■ **GIVEN PROBLEM**
Arrange all of the data below as a numbered list, leaving out any blank lines.

>> BEGIN

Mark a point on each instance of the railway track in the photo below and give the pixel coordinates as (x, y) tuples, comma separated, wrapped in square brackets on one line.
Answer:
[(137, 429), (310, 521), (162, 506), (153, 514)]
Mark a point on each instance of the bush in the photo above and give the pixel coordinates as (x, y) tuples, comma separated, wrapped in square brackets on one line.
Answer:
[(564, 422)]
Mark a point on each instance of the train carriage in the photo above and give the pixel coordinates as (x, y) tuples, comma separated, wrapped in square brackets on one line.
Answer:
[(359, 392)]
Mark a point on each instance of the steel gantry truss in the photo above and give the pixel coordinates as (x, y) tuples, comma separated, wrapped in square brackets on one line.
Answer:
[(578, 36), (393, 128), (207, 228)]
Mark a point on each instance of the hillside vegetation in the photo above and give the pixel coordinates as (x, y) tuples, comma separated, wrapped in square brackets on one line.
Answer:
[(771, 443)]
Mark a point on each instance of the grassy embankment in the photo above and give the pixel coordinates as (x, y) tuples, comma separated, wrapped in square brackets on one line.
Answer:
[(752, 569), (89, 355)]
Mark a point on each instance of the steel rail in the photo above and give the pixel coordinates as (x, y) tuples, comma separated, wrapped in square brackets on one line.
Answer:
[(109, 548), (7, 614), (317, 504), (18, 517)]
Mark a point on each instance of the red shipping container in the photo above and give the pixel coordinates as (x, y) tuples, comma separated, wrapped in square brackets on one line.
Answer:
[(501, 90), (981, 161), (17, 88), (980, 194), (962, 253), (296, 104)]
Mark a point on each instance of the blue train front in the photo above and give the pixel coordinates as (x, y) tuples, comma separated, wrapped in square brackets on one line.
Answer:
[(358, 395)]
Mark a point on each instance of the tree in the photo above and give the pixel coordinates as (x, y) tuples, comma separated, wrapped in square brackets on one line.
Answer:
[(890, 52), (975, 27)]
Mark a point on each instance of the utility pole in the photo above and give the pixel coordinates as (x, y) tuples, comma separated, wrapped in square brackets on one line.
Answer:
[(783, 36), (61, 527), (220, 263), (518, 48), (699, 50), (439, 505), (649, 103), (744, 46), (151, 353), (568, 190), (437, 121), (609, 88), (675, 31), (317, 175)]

>> END

■ **FINISHED EXERCISE**
1. Mark a point on each instance of the railway track in the photo below and give the pixel coordinates as (x, y) tuples, comma separated, wrapped in square brackets on one line.
2. Answer:
3. [(137, 429), (310, 521), (162, 506), (153, 514)]
4. Mark a point on each instance of the bush in the photo above and give the pixel coordinates as (x, y) tuples, comma separated, wrapped in square brackets on one line.
5. Answer:
6. [(564, 422)]
7. Mark a point on each instance of the train carriage in the photo above and give the pixel coordinates as (x, y) tuples, comma separated, wrapped in square brackets on one line.
8. Answer:
9. [(359, 392)]
10. Mark a point on each instance of the steel gantry truss in the photo above and give the pixel coordinates as (x, y) tuples, comma separated, wrapped in square brackets on one line.
11. Answer:
12. [(578, 36), (393, 128), (207, 228)]
13. Mark a point on each instance of the hillside vegetation in the photo above and give the pixel coordinates as (x, y) tuples, comma separated, wrapped in square brackets on one line.
14. Answer:
15. [(771, 443)]
16. Mark a point on each instance of the grassy embankment in the photo above and give the pixel coordinates as (x, y) tuples, comma separated, wrapped in square brackets on one line.
17. Answer:
18. [(752, 569), (89, 355)]
19. Mark a point on each instance of the steel rail in the photo above and give the pixel coordinates as (x, y) tuples, comma separated, wrapped in square brackets on one line.
20. Answer:
21. [(109, 548), (7, 614), (317, 504), (18, 517)]
22. Mark a point on each instance of the red shipping container in the photo above and give the pixel coordinates as (x, y) tuples, comma separated, wrapped in square brackets on one line.
23. Answer:
24. [(501, 90), (981, 161), (17, 88), (980, 194), (962, 253), (296, 104)]
25. Mark a point on each instance of the blue train front in the photo above and give the pixel coordinates as (x, y) tuples, comma separated, wrapped in square brackets on one line.
26. Answer:
27. [(358, 395)]
28. Mark a point on each instance of the tree in the photo above and give the pixel coordinates as (x, y) tuples, comma separated, wrapped in square brackets on one line.
29. Answer:
30. [(890, 52), (975, 27)]
31. Mark a point on each instance of the utility pole in the photo above and give the pixel coordinates as (x, y) tuples, comma separated, wrapped in square brackets on one line.
32. Answer:
33. [(783, 36), (61, 527), (220, 263), (518, 48), (699, 50), (439, 505), (649, 103), (744, 46), (151, 353), (568, 190), (437, 121), (609, 88), (675, 31), (317, 175)]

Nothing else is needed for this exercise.